Work to complete →
Look for the word "left" in the material below. Copy each line that has it.

Provided information →
====================

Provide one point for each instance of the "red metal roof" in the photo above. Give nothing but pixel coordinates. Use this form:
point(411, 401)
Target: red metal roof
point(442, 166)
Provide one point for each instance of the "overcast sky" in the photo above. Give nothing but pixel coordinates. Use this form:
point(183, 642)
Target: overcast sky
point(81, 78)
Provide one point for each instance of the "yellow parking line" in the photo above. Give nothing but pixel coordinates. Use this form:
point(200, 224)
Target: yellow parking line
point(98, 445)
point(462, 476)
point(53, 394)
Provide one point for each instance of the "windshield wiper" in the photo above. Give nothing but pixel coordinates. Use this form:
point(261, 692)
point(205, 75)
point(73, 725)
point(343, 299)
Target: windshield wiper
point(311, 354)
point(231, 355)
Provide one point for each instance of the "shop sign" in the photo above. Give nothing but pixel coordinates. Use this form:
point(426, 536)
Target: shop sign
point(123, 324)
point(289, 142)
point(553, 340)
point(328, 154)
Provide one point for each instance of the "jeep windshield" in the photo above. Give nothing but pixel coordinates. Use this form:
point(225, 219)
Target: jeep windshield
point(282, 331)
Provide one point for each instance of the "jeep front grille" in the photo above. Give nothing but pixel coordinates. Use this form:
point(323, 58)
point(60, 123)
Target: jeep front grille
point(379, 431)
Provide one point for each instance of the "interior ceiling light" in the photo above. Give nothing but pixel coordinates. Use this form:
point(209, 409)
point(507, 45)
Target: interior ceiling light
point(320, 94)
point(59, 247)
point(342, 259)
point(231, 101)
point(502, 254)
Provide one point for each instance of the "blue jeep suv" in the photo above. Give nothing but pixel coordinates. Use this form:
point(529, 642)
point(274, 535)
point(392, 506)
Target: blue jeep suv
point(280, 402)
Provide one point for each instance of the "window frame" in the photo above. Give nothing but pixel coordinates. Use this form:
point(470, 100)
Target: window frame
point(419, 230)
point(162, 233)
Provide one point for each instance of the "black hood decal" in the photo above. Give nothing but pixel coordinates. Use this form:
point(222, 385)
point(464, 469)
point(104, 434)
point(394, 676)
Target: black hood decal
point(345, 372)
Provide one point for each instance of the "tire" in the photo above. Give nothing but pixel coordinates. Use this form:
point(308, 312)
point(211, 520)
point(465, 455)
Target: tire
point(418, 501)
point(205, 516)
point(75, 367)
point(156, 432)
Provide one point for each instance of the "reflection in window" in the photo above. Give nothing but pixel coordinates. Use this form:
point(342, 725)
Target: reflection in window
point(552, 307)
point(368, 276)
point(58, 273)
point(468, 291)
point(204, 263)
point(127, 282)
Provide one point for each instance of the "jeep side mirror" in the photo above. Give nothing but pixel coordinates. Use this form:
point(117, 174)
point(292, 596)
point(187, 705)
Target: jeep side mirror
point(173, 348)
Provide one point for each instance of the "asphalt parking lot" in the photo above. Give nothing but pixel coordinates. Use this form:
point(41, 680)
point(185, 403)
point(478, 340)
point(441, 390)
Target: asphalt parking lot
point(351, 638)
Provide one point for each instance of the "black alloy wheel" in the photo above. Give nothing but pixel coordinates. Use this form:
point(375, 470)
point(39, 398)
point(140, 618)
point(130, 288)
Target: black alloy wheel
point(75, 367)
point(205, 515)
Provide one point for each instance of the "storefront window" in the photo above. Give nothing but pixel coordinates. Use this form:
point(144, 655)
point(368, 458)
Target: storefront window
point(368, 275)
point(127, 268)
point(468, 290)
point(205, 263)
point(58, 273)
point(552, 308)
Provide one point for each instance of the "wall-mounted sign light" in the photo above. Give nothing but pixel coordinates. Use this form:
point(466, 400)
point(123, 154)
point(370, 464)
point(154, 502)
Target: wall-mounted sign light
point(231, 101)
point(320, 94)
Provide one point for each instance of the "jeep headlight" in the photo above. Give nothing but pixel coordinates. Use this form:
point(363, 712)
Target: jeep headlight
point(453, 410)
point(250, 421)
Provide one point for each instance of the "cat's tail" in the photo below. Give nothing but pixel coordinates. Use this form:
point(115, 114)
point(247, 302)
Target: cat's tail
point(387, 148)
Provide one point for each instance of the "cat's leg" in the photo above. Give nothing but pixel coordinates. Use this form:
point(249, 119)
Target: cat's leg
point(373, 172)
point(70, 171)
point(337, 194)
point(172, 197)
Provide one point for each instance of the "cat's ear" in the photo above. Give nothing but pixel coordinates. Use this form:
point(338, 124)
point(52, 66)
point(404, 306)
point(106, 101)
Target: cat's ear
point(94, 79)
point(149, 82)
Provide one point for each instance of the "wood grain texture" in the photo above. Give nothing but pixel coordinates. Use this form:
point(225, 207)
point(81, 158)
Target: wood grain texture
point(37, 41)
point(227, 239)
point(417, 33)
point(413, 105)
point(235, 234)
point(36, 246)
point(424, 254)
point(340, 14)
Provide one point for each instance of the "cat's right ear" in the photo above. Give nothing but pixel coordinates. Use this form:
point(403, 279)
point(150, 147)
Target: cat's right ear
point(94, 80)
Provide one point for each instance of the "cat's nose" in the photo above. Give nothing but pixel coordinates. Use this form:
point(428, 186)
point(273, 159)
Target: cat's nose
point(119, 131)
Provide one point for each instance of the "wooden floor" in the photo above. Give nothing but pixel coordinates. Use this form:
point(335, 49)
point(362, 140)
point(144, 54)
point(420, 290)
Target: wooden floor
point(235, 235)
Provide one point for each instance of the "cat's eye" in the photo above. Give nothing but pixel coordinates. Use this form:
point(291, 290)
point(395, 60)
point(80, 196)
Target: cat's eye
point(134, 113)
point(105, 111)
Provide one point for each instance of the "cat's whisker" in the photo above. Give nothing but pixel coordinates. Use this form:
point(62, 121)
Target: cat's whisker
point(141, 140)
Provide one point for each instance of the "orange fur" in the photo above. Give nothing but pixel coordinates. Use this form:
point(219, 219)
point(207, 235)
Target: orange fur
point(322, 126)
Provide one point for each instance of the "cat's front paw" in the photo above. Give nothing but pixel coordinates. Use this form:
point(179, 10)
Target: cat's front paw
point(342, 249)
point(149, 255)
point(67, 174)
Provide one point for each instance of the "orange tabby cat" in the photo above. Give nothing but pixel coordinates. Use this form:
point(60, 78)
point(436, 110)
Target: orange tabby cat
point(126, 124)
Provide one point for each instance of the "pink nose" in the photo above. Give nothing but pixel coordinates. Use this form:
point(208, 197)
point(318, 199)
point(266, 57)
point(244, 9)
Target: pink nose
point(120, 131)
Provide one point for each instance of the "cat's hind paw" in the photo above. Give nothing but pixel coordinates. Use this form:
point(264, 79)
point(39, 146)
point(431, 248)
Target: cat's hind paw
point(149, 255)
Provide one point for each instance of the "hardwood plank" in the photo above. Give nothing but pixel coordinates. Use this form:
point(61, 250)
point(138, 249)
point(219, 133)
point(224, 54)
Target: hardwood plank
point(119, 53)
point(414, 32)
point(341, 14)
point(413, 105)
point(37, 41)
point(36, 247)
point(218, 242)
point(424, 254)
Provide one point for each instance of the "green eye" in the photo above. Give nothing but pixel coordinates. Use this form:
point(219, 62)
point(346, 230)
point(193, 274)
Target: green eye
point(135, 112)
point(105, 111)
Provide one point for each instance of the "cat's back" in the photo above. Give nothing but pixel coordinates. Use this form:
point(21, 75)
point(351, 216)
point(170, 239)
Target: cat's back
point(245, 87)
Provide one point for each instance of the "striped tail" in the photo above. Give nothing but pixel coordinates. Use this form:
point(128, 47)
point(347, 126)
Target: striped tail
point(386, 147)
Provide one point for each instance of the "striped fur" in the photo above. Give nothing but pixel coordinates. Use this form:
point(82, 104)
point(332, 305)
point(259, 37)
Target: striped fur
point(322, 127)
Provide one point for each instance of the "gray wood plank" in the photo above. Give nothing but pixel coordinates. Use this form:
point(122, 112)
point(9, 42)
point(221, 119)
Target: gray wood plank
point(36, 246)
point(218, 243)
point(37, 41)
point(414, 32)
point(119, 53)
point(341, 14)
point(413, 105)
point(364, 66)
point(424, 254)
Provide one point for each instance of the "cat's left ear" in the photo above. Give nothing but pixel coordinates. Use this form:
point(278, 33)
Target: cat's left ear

====================

Answer space →
Provide one point for each instance of the "cat's left ear" in the photo above. Give nothing but pixel coordinates. Use this form:
Target: cat's left ear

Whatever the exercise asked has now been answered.